#### ENTRIES PROVIDED ####

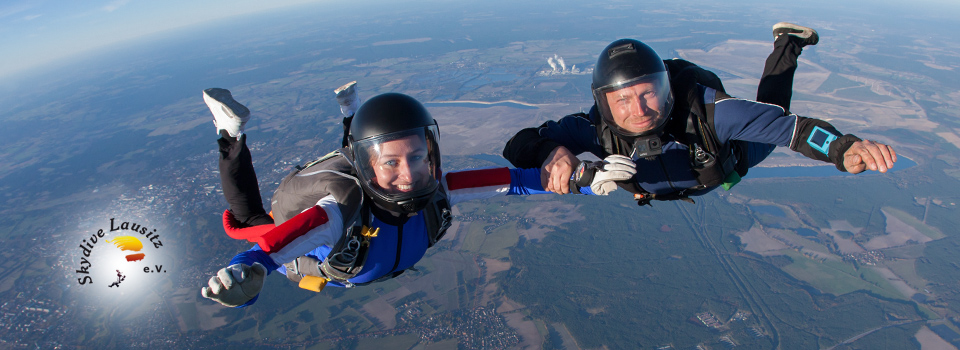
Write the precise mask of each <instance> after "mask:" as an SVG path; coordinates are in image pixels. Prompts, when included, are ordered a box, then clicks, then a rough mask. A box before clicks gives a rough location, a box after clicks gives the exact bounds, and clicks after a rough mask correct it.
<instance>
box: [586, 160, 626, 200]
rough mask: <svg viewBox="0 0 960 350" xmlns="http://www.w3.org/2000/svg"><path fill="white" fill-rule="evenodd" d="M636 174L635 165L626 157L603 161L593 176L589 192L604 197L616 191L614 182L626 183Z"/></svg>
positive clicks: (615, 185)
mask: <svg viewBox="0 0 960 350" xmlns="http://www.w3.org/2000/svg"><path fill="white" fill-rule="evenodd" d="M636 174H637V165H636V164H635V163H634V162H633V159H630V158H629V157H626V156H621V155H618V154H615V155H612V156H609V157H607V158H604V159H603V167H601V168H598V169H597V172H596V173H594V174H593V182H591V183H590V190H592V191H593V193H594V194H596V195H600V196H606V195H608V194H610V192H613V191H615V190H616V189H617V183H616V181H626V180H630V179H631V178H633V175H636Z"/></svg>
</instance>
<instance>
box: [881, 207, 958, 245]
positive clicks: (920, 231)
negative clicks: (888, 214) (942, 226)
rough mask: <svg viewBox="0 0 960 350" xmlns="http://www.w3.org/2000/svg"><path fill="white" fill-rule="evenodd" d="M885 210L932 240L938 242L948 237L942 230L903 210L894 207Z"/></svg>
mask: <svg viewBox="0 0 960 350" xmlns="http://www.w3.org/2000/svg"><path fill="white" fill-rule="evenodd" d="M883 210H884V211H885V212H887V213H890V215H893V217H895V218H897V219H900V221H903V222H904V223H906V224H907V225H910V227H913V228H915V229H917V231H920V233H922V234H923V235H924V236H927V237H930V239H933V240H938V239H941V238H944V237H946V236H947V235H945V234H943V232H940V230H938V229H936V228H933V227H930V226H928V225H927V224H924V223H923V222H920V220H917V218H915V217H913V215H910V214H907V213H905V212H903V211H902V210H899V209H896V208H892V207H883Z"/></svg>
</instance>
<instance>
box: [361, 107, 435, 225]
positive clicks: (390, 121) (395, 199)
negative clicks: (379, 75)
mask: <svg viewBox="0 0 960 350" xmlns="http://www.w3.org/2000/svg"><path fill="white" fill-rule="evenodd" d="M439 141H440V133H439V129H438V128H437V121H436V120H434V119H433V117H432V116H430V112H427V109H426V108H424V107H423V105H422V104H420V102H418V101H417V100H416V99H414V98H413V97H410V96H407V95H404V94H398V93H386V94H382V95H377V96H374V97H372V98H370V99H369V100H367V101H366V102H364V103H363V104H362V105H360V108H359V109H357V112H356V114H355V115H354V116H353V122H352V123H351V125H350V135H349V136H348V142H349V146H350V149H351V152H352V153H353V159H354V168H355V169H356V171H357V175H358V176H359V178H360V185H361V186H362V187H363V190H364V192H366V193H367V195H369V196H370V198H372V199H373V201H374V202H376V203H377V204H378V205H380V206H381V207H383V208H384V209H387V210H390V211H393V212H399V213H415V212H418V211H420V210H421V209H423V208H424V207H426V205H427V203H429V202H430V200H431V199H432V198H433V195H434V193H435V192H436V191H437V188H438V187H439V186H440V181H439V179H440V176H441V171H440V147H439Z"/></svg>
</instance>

####

» EXERCISE OBJECTIVE
Count the lines of the entries that contain the string "positive", treating uppercase and lowercase as distinct, and give only the number.

» TASK RESPONSE
3